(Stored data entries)
——
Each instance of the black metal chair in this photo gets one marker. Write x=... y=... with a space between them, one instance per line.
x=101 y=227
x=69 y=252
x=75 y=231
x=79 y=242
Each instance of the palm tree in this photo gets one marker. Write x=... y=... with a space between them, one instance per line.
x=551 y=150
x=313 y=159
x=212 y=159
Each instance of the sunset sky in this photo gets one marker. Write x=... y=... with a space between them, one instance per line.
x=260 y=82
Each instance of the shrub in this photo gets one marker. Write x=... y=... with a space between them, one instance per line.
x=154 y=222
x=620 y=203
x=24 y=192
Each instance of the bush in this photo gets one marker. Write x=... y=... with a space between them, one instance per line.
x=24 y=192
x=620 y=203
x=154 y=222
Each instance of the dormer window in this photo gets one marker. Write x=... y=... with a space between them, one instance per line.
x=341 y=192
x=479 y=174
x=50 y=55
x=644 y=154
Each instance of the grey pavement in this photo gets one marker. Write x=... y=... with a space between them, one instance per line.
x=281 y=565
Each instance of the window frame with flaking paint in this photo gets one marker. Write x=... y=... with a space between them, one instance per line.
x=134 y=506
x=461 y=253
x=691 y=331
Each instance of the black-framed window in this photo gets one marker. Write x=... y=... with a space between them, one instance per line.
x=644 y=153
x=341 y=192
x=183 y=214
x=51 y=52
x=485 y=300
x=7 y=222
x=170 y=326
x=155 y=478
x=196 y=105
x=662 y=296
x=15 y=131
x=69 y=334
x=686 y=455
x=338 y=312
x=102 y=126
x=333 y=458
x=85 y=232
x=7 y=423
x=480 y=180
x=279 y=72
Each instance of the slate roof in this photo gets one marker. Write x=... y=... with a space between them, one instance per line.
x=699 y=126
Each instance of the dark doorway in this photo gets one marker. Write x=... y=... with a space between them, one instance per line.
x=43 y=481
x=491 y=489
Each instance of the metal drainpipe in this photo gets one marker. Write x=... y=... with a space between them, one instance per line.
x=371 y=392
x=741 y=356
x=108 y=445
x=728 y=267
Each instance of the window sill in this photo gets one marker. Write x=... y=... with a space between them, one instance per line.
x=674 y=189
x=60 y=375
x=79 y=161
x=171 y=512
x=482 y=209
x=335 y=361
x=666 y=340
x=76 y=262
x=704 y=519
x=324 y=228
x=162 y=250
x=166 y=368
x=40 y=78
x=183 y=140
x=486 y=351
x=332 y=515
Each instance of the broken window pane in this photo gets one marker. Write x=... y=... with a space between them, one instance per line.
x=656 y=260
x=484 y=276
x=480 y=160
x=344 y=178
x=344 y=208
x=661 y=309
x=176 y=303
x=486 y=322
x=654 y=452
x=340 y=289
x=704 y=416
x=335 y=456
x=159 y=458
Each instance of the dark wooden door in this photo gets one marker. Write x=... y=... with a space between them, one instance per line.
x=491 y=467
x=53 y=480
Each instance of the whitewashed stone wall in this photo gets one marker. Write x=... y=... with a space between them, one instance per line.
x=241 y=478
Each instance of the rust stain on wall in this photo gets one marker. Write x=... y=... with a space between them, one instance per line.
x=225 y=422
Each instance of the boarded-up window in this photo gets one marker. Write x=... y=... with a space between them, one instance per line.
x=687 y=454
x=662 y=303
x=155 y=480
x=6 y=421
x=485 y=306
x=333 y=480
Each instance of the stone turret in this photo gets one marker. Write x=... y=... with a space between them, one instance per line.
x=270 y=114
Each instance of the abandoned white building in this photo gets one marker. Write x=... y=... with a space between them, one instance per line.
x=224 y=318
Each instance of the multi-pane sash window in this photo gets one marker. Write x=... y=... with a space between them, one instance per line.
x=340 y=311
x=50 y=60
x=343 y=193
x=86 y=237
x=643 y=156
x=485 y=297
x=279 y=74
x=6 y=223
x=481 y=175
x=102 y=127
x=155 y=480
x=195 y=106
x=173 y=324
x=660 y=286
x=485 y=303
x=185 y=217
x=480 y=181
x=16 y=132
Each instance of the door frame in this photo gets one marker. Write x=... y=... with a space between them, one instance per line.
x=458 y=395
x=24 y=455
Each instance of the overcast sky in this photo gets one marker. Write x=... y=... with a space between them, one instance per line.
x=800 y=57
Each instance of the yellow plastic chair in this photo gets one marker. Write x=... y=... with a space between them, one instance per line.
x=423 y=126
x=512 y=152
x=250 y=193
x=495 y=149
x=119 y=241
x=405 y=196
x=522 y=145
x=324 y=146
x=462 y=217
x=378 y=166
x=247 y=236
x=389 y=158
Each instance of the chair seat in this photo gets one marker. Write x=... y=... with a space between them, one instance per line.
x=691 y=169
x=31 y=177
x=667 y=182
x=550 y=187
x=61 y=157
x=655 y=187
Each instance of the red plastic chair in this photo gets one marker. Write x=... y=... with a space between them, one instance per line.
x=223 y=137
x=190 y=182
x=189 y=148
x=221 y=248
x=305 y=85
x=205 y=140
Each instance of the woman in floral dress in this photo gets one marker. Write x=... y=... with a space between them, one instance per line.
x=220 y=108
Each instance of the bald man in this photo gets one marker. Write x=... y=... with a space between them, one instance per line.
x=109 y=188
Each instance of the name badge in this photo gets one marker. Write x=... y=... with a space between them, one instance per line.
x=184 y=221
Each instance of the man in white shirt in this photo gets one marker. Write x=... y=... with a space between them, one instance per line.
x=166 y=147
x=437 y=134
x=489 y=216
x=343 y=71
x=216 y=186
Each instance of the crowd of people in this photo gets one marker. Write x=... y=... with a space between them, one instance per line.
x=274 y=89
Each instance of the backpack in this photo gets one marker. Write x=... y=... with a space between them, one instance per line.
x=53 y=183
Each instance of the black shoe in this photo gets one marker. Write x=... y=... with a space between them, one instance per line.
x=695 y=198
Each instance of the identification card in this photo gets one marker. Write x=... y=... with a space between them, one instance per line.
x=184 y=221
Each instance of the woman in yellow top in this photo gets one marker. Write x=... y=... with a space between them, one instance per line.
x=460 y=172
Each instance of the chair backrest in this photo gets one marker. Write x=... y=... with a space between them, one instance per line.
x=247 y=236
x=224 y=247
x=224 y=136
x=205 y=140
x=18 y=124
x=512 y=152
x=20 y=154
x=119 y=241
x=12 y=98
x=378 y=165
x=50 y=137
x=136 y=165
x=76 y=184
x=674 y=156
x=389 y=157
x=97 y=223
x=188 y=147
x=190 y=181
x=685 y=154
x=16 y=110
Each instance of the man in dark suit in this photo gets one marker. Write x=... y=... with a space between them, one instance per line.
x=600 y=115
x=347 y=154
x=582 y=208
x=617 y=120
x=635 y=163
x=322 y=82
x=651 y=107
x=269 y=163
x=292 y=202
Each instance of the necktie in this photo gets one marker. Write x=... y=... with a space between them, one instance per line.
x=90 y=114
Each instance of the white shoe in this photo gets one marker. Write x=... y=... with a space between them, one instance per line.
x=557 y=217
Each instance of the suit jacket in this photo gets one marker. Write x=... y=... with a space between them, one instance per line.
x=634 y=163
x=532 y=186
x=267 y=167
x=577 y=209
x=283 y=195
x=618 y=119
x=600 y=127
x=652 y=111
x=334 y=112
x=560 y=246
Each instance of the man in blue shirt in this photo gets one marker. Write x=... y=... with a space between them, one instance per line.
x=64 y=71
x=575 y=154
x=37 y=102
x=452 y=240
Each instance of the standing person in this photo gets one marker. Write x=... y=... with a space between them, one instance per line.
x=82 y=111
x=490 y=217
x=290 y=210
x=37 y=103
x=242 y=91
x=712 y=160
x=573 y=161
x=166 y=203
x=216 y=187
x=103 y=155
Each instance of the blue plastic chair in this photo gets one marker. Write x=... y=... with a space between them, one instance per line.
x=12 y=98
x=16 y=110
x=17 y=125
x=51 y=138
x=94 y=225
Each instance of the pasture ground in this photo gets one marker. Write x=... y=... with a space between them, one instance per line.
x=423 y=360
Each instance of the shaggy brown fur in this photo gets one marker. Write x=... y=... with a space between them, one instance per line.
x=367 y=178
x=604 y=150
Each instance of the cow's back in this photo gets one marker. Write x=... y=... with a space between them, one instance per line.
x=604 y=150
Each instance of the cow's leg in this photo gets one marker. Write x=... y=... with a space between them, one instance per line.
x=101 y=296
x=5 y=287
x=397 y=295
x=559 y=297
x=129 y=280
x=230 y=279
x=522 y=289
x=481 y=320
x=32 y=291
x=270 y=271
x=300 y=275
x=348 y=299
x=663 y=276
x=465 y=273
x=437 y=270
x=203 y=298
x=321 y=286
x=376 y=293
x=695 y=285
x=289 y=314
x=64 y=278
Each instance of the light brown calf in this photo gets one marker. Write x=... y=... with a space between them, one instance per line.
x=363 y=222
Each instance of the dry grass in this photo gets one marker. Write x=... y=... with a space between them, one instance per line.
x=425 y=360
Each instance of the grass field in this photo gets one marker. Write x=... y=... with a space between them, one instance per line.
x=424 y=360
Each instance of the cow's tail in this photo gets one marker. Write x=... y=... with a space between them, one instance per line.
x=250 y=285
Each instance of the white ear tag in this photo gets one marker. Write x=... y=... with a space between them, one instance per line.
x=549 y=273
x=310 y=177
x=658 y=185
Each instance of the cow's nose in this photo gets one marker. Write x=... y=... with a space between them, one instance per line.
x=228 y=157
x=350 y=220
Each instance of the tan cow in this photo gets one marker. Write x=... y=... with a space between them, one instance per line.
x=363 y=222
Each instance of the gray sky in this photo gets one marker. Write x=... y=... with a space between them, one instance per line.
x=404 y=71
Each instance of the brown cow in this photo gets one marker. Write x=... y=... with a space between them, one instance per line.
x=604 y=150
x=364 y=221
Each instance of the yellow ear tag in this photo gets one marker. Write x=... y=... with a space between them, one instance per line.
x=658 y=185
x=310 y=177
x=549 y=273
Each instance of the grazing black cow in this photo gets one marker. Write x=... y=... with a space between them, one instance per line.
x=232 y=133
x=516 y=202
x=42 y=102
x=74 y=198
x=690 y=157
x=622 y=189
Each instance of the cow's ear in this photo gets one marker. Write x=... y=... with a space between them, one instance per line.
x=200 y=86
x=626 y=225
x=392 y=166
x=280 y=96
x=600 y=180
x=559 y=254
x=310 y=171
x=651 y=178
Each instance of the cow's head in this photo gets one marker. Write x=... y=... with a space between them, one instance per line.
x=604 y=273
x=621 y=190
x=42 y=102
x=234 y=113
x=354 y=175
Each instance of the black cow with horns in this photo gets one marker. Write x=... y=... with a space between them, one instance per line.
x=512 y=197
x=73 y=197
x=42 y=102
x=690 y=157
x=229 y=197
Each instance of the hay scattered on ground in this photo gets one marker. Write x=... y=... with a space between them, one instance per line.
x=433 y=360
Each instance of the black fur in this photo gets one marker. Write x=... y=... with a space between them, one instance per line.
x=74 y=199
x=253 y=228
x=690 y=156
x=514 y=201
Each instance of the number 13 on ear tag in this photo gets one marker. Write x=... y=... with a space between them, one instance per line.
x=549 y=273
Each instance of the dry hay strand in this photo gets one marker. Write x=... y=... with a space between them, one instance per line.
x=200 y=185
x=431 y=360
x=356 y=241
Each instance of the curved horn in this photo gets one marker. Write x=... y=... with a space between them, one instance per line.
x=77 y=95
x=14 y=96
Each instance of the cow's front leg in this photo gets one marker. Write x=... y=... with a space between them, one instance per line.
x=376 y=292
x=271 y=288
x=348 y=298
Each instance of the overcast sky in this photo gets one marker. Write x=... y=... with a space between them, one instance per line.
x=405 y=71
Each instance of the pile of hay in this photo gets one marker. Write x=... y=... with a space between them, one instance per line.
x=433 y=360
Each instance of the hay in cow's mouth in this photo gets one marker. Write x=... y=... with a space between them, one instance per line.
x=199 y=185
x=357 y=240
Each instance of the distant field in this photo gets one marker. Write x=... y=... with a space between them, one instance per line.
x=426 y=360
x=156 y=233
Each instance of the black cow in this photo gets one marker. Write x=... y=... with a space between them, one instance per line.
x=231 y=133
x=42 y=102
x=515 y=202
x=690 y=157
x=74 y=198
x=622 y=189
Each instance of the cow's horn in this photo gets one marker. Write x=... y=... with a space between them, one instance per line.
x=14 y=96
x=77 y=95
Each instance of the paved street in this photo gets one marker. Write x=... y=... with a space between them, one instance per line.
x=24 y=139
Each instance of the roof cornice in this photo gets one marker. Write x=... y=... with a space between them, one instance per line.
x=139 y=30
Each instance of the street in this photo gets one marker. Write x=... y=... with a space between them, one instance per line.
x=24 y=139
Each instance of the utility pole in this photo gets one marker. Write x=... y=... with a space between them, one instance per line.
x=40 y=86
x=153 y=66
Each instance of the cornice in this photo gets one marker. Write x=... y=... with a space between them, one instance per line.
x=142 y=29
——
Work required: From the line that contains "Each instance of the utility" to the last line of the data, write out each line exactly and add nothing.

Exercise result:
Each instance of the utility pole in this photo gets one marker. Write x=... y=... with a space between them, one instance per line.
x=40 y=86
x=153 y=66
Each instance of the cornice in this photo gets one marker. Write x=... y=... with a space between them, one instance per line.
x=142 y=29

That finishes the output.